Take the lines below between the one holding "point: red scooter" and the one holding "point: snow pile", inclusive, and copy them exactly. Add nothing.

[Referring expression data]
···
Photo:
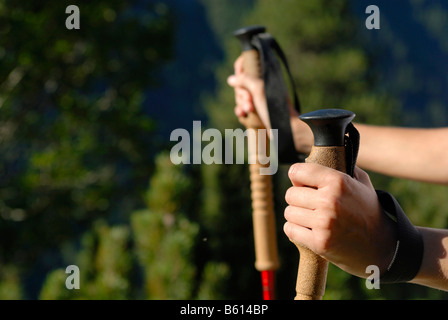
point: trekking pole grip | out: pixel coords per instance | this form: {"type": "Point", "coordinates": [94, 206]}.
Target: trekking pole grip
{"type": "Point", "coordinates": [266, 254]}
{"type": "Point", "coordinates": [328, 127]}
···
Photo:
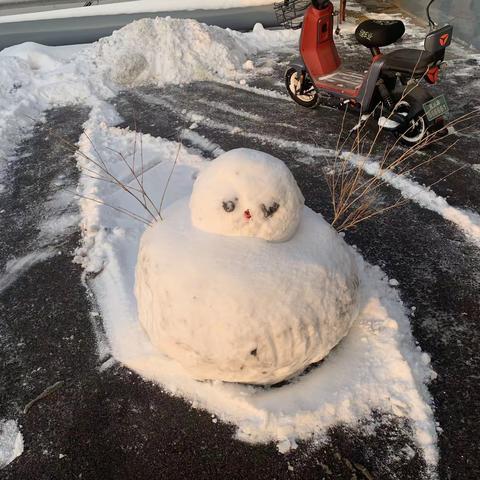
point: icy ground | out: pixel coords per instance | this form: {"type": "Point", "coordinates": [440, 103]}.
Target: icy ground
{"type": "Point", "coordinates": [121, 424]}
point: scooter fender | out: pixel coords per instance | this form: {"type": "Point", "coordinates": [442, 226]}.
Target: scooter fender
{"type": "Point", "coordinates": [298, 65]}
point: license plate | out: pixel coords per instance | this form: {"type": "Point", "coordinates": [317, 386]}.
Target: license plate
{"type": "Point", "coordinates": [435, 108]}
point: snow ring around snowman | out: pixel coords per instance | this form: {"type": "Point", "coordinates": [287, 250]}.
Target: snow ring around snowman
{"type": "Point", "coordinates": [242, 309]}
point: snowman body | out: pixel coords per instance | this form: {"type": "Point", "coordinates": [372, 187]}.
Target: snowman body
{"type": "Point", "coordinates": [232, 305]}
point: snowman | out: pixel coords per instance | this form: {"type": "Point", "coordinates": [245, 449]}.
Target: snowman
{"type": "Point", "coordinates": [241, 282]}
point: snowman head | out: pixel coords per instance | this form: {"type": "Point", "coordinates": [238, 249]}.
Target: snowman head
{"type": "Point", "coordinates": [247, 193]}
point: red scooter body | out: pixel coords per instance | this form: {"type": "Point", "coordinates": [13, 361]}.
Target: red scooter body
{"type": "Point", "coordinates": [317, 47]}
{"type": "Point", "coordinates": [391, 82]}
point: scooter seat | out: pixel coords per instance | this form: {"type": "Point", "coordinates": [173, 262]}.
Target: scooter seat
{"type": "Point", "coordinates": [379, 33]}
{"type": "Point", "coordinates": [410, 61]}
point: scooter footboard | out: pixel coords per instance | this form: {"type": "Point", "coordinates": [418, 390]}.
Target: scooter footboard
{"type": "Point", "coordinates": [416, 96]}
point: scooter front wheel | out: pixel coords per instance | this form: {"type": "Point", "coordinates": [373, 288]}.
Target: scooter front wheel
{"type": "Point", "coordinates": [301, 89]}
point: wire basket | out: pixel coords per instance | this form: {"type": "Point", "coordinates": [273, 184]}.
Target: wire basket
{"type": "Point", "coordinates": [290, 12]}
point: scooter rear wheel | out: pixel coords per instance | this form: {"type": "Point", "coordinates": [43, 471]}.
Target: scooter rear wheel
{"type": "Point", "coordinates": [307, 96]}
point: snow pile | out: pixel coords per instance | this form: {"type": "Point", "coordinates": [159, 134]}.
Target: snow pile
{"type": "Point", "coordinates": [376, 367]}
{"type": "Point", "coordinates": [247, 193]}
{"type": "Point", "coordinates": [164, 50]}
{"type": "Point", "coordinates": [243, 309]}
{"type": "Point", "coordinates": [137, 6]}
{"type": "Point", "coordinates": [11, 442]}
···
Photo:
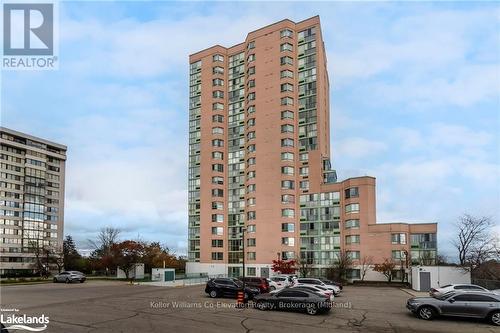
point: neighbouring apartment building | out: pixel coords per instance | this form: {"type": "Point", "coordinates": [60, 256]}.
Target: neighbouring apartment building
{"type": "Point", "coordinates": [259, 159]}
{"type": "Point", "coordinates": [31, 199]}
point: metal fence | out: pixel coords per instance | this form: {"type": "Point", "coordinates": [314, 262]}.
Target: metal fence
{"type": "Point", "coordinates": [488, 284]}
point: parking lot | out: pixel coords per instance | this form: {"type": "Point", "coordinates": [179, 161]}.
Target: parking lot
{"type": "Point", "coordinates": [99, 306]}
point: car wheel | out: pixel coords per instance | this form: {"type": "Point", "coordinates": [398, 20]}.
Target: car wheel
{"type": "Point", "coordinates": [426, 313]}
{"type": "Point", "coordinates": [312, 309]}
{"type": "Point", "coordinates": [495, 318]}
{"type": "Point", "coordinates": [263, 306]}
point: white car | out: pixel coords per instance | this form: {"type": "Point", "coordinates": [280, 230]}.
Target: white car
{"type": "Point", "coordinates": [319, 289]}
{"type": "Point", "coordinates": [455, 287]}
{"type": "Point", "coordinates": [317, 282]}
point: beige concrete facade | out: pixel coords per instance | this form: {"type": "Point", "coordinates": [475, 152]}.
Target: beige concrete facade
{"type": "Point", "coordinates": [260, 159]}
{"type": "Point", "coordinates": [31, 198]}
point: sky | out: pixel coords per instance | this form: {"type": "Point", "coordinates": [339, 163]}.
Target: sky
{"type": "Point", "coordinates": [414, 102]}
···
(OUTPUT OF THE EXERCISE)
point: red scooter body | out: pixel coords per instance | this form: {"type": "Point", "coordinates": [13, 361]}.
Target: red scooter body
{"type": "Point", "coordinates": [317, 47]}
{"type": "Point", "coordinates": [391, 82]}
point: scooter seat | out: pixel coords per instance | this form: {"type": "Point", "coordinates": [173, 262]}.
Target: scooter seat
{"type": "Point", "coordinates": [379, 33]}
{"type": "Point", "coordinates": [410, 61]}
point: scooter footboard | out: pixel coords per instance | this form: {"type": "Point", "coordinates": [418, 390]}.
Target: scooter footboard
{"type": "Point", "coordinates": [416, 96]}
point: scooter front wheel | out: pixel coords per instance | this form: {"type": "Point", "coordinates": [373, 288]}.
Target: scooter front wheel
{"type": "Point", "coordinates": [301, 89]}
point: wire basket | out: pixel coords per instance | this form: {"type": "Point", "coordinates": [273, 184]}.
Target: wire basket
{"type": "Point", "coordinates": [290, 12]}
point: scooter rear wheel | out: pixel coords per instance | this form: {"type": "Point", "coordinates": [43, 471]}.
Target: scooter rear wheel
{"type": "Point", "coordinates": [307, 96]}
point: snow pile | out: pixel coords per instance | this form: {"type": "Point", "coordinates": [159, 134]}.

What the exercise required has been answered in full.